I've watched teams connect agents directly to Stripe, only to discover agents making unauthorized API calls, accessing customer payment methods they shouldn't see, or generating thousands of API requests that hit rate limits and break integrations. The worst part? Stripe's API keys—even restricted keys—don't protect you from agent-specific risks.

An MCP server on top of Stripe gives you the control you need. It turns Stripe's API into a secure, governed data layer that agents can safely query. Instead of giving agents raw API access, you expose sandboxed endpoints through MCP tools that enforce access boundaries, optimize API usage, and provide audit trails.

This guide shows you how to build a Stripe MCP server from scratch. You'll learn how to use Stripe's API safely, create sandboxed data views, build MCP tools, and deploy a production-ready server that keeps your financial data secure.

Table of Contents

• Why Stripe Needs an MCP Server
• Understanding Stripe's API and Security Model
• Architecture: Three-Layer Pattern for Stripe
• Layer 1: API Key Isolation
• Layer 2: Sandboxed Data Views
• Layer 3: MCP Tool Builder
• Step-by-Step Implementation
• Real-World Examples
• Stripe-Specific Best Practices
• Common Mistakes to Avoid
• Where Pylar Fits In
• Frequently Asked Questions

---

Why Stripe Needs an MCP Server

Stripe's API is built for applications. Its security model—API keys, webhooks, and permissions—works perfectly for apps. But agents break that model in ways that create serious risks.

Problem 1: Unauthorized API Calls

What happens: You give agents API keys, thinking they'll only read data. But agents can make write operations—refunds, cancellations, updates—that you never intended.

Example: A finance agent needs to check subscription status. You give it a restricted API key. The agent generates a query that accidentally triggers a subscription cancellation instead of just reading status.

Impact: Revenue loss, customer complaints, service disruption.

Solution: MCP server uses API keys only for specific, read-only operations. Agents never get direct API key access.

Problem 2: Rate Limit Exhaustion

What happens: Agents make hundreds of API calls, exhausting Stripe's rate limits.

Example: An agent framework spawns 50 concurrent agent instances, each making API calls to Stripe. Your rate limit (default: 100 requests per second) is exhausted. Customer-facing integrations fail.

Impact: Integration failures, customer complaints, revenue loss.

Solution: MCP server manages API calls efficiently, implements caching, and batches requests. One server, unlimited agents.

Problem 3: Sensitive Data Exposure

What happens: Agents can access payment methods, card numbers, and other sensitive financial data they shouldn't see.

* [DATASET EXTRACT]:
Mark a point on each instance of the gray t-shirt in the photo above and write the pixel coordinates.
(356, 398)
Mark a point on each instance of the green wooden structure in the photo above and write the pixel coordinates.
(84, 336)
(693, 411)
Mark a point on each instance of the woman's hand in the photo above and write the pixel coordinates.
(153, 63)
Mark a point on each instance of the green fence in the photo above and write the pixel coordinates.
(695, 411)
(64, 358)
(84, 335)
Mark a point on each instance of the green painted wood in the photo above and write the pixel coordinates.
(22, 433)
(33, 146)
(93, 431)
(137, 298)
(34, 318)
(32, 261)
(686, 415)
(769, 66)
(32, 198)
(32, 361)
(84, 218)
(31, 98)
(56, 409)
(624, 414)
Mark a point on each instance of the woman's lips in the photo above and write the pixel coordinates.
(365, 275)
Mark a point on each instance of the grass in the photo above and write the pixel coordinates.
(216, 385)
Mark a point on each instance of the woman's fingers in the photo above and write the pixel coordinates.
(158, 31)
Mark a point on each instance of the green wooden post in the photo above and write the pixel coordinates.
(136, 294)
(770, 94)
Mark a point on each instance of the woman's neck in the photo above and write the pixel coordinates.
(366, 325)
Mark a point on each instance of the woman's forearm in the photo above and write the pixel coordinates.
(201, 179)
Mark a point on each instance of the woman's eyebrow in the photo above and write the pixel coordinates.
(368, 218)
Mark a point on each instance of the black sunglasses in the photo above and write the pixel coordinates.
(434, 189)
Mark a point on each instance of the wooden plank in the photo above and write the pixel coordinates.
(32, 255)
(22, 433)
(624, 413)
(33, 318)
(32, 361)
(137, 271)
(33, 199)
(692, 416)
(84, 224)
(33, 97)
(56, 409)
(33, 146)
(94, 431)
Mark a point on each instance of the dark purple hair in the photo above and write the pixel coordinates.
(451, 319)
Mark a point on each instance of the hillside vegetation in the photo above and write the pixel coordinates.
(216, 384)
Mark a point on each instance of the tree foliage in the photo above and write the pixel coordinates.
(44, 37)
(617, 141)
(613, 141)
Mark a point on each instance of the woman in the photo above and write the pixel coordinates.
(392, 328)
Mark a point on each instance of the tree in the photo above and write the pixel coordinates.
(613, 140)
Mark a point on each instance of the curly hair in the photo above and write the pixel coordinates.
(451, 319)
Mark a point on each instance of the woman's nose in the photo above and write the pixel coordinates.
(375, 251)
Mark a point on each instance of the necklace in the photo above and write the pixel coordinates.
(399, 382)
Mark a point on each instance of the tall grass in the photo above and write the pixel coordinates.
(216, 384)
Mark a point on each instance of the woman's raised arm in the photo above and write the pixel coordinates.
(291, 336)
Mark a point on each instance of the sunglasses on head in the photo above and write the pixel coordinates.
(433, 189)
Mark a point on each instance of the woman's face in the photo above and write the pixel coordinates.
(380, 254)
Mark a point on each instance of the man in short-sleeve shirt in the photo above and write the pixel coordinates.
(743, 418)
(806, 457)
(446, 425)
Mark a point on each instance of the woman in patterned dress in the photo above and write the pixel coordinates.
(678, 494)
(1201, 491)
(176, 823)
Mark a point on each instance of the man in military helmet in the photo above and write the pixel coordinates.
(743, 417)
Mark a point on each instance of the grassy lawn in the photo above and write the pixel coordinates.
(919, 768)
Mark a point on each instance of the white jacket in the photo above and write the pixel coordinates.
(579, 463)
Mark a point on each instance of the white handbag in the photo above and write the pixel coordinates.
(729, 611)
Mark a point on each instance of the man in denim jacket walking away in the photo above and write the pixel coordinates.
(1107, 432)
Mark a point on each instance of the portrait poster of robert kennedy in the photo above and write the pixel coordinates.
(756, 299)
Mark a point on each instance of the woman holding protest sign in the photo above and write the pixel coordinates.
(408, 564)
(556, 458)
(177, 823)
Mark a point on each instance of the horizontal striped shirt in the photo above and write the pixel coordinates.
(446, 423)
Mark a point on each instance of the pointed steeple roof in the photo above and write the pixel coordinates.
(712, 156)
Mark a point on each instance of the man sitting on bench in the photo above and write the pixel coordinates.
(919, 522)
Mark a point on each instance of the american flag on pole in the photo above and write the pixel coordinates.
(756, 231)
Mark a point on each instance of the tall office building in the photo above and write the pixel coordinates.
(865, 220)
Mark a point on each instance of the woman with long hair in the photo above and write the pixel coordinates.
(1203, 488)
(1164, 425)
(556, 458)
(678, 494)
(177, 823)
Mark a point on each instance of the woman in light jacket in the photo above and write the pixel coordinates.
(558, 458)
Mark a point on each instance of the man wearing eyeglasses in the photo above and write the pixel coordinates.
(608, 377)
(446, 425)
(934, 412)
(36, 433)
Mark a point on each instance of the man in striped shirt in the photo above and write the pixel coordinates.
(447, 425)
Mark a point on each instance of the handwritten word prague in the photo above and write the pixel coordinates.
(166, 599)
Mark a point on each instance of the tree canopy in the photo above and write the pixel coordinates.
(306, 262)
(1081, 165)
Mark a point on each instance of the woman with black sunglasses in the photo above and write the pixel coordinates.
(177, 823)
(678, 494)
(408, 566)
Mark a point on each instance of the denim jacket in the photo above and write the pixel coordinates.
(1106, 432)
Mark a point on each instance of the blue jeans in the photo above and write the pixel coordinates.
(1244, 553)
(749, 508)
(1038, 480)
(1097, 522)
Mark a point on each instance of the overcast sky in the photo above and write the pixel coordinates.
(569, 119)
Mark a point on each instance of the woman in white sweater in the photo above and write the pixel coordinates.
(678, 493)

* [GIVEN EXERCISE 1]: In the Stripe MCP guide, what is given as the default rate limit?
* [GIVEN EXERCISE 2]: Pick up the Stripe MCP guide after its last sentence and carry it forward.
The records have no connection to the Stripe MCP guide.

* [ANSWER 1]: 100 requests per second.

* [ANSWER 2]:
Example: A revenue ops agent needs to check subscription status. With direct API access, it can also see payment methods, card numbers, and billing addresses—data it doesn't need and shouldn't access.

Impact: Compliance violations, security incidents, regulatory fines.

Solution: MCP server filters sensitive data. Agents only see what they need—subscription status, not payment methods.

Problem 4: No Audit Trail

What happens: You can't track which agents accessed which Stripe data, when, or why.

Example: A compliance auditor asks: "Which agents accessed customer payment data in the last 30 days?" You check Stripe logs, but they don't show agent context—just raw API calls.

Impact: Failed compliance audits, inability to investigate security incidents, regulatory fines.

Solution: MCP server logs every API call with agent context, user identity, and access patterns. Complete audit trail.

Problem 5: Cost Overruns

What happens: Agents make expensive API calls that increase your Stripe costs.

Example: An agent runs a query that makes 1,000 API calls to fetch customer data. Each call costs money. Your Stripe bill spikes.

Impact: Increased costs, budget overruns, financial surprises.

Solution: MCP server implements caching, batches requests, and optimizes API usage. Fewer calls, lower costs.

---

Understanding Stripe's API and Security Model

Before building an MCP server, you need to understand how Stripe's API works.

API Keys

Stripe uses API keys for authentication. There are two types:

Live keys: Used for production. Start with sk_live_ (secret) or pk_live_ (publishable).

Test keys: Used for testing. Start with sk_test_ (secret) or pk_test_ (publishable).

Problem for agents: API keys give full access to Stripe's API. Even restricted keys can access more than agents need.

Solution: MCP server uses API keys internally. Agents never see them.

API Permissions

Stripe API keys have permissions based on your account settings. You can restrict keys to specific operations, but restrictions are limited.

Problem for agents: Even restricted keys can access sensitive data or perform operations agents shouldn't do.

Solution: MCP server enforces additional access boundaries beyond Stripe's built-in restrictions.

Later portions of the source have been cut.